◆ What you need to do:
Pull out every line in the items below that contains the word "dark", and copy each of those lines in full.

◆ Records provided:
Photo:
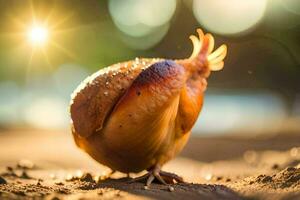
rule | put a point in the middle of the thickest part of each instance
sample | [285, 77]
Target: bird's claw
[163, 177]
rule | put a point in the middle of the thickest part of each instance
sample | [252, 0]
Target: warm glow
[38, 35]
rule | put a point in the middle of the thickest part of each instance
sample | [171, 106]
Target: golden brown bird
[137, 115]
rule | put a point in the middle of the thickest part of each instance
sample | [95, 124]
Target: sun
[38, 35]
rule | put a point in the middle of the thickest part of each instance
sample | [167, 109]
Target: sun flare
[38, 35]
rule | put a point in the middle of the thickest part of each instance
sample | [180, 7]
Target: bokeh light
[283, 13]
[229, 17]
[148, 21]
[292, 5]
[37, 35]
[46, 112]
[257, 113]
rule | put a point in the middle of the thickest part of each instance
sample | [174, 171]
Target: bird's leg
[164, 178]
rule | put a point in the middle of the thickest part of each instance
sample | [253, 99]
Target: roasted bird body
[137, 115]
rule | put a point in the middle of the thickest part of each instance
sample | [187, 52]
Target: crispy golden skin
[138, 114]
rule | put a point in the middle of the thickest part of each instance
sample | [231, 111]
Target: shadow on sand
[182, 190]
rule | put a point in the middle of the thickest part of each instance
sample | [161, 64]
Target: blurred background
[48, 47]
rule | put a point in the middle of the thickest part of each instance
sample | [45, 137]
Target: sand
[47, 165]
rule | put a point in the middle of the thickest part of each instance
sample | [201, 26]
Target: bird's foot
[163, 177]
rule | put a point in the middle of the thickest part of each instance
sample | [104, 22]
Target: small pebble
[25, 175]
[9, 168]
[2, 181]
[146, 187]
[25, 164]
[275, 166]
[87, 177]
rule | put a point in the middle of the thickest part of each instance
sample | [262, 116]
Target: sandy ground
[47, 165]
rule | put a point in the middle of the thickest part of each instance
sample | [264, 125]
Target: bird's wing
[96, 96]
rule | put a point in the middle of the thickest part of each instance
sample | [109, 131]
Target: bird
[137, 115]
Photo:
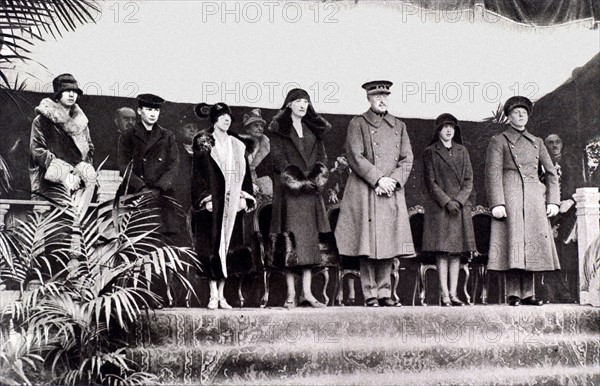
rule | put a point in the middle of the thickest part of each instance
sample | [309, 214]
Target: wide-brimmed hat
[517, 101]
[253, 117]
[213, 112]
[378, 87]
[65, 82]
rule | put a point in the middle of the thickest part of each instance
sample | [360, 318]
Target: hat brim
[523, 105]
[456, 125]
[76, 89]
[254, 120]
[377, 92]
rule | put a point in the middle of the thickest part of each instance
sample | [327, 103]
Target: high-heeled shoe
[213, 303]
[224, 305]
[289, 304]
[310, 302]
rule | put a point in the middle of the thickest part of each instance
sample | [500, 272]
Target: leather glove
[551, 210]
[565, 205]
[453, 207]
[499, 212]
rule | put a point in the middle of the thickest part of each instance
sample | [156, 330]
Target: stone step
[473, 377]
[275, 362]
[239, 327]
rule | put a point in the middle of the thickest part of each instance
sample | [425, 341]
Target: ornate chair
[482, 224]
[426, 260]
[262, 226]
[349, 265]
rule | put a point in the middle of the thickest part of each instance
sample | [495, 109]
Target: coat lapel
[298, 144]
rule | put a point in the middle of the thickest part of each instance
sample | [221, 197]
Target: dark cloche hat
[150, 100]
[517, 101]
[65, 82]
[213, 112]
[378, 87]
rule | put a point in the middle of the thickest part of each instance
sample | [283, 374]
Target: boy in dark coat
[153, 151]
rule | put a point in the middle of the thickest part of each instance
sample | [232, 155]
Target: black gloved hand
[453, 207]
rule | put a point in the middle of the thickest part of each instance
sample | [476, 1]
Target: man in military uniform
[124, 119]
[562, 286]
[153, 152]
[373, 223]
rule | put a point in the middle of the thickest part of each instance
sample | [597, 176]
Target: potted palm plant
[70, 327]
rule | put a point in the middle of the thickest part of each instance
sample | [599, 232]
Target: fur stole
[282, 124]
[74, 124]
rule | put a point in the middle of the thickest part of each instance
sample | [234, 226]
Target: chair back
[482, 226]
[262, 219]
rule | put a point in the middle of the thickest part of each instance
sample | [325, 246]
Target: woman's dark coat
[49, 141]
[299, 214]
[447, 178]
[208, 182]
[513, 165]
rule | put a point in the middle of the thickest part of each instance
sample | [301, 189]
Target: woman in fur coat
[448, 228]
[299, 216]
[61, 147]
[221, 194]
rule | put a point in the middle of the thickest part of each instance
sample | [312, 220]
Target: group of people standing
[520, 178]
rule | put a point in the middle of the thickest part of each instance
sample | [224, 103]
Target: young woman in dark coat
[221, 194]
[448, 228]
[299, 174]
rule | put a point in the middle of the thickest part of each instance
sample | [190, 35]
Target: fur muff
[295, 180]
[281, 252]
[240, 262]
[58, 171]
[319, 174]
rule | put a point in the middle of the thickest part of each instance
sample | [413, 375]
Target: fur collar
[72, 125]
[282, 125]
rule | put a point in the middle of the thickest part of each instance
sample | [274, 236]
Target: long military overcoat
[155, 166]
[447, 177]
[372, 225]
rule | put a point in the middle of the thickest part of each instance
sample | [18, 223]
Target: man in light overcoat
[373, 222]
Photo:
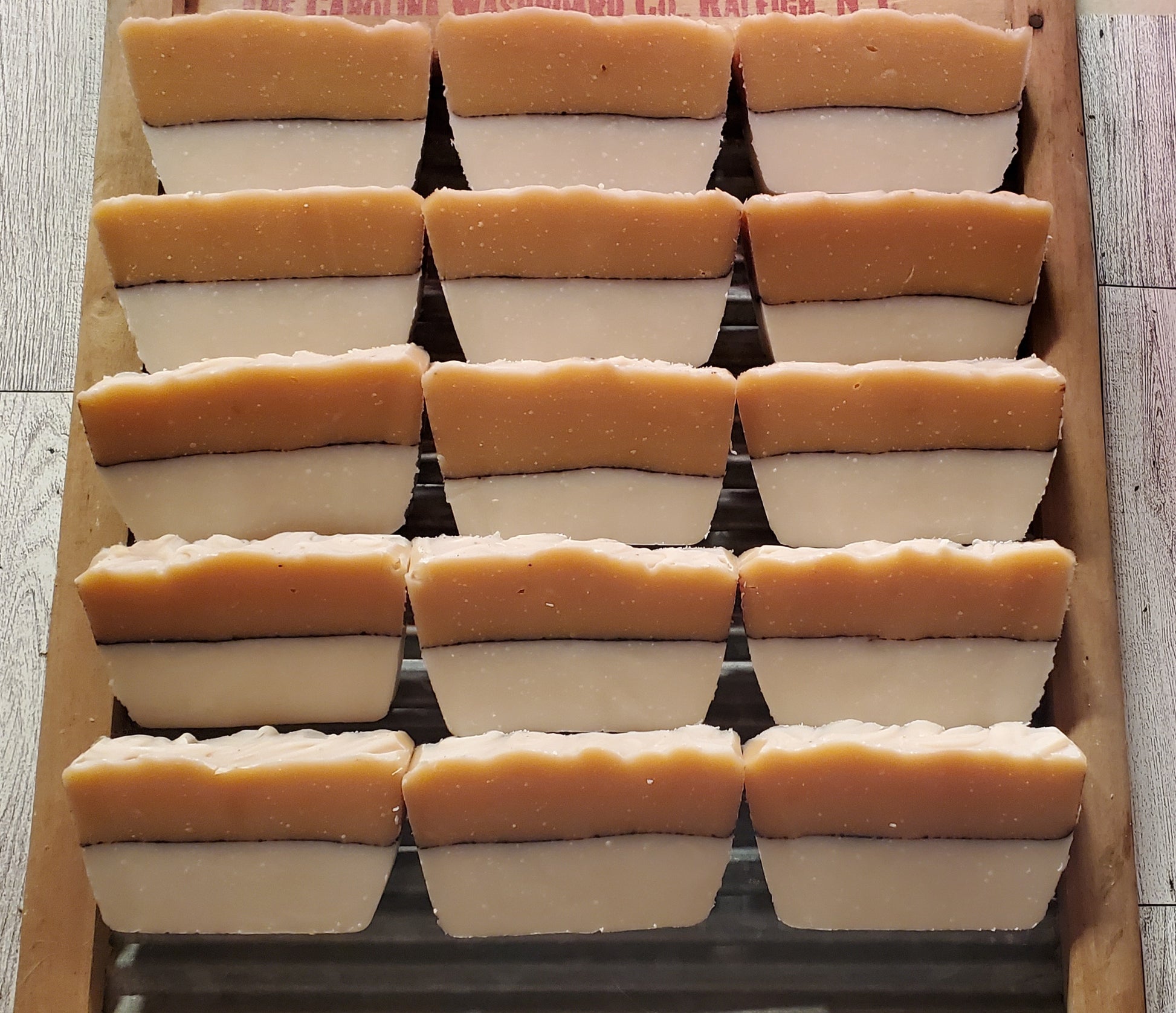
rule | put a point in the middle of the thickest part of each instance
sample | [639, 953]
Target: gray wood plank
[51, 59]
[33, 436]
[1129, 92]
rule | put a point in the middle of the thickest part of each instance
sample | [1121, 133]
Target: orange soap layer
[581, 232]
[273, 402]
[815, 247]
[539, 587]
[254, 785]
[525, 417]
[854, 779]
[537, 60]
[258, 65]
[909, 590]
[221, 588]
[248, 236]
[881, 58]
[875, 407]
[527, 786]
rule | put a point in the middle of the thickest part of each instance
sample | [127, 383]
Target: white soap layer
[304, 886]
[627, 153]
[974, 681]
[894, 885]
[641, 508]
[920, 328]
[279, 681]
[830, 500]
[178, 323]
[574, 686]
[844, 150]
[329, 490]
[286, 154]
[606, 884]
[548, 319]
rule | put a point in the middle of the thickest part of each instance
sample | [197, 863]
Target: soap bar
[881, 58]
[581, 232]
[525, 417]
[273, 402]
[533, 786]
[294, 584]
[810, 247]
[875, 407]
[250, 236]
[1009, 782]
[250, 65]
[907, 591]
[253, 785]
[535, 60]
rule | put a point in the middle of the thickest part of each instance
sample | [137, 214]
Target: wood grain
[50, 69]
[1129, 71]
[1140, 393]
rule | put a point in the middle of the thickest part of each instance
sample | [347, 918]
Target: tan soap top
[523, 417]
[813, 247]
[296, 584]
[907, 590]
[850, 778]
[881, 58]
[527, 786]
[548, 587]
[874, 407]
[258, 65]
[273, 402]
[537, 60]
[253, 785]
[581, 232]
[319, 232]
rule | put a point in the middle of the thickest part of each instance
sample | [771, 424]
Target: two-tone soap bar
[958, 635]
[914, 275]
[897, 451]
[256, 832]
[543, 273]
[529, 832]
[320, 269]
[881, 100]
[615, 448]
[296, 629]
[563, 98]
[546, 634]
[913, 826]
[254, 447]
[259, 100]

◆ Correct answer:
Target: dark cloche hat
Target: boy in dark coat
Target: woman's dark coat
Target: young woman in dark coat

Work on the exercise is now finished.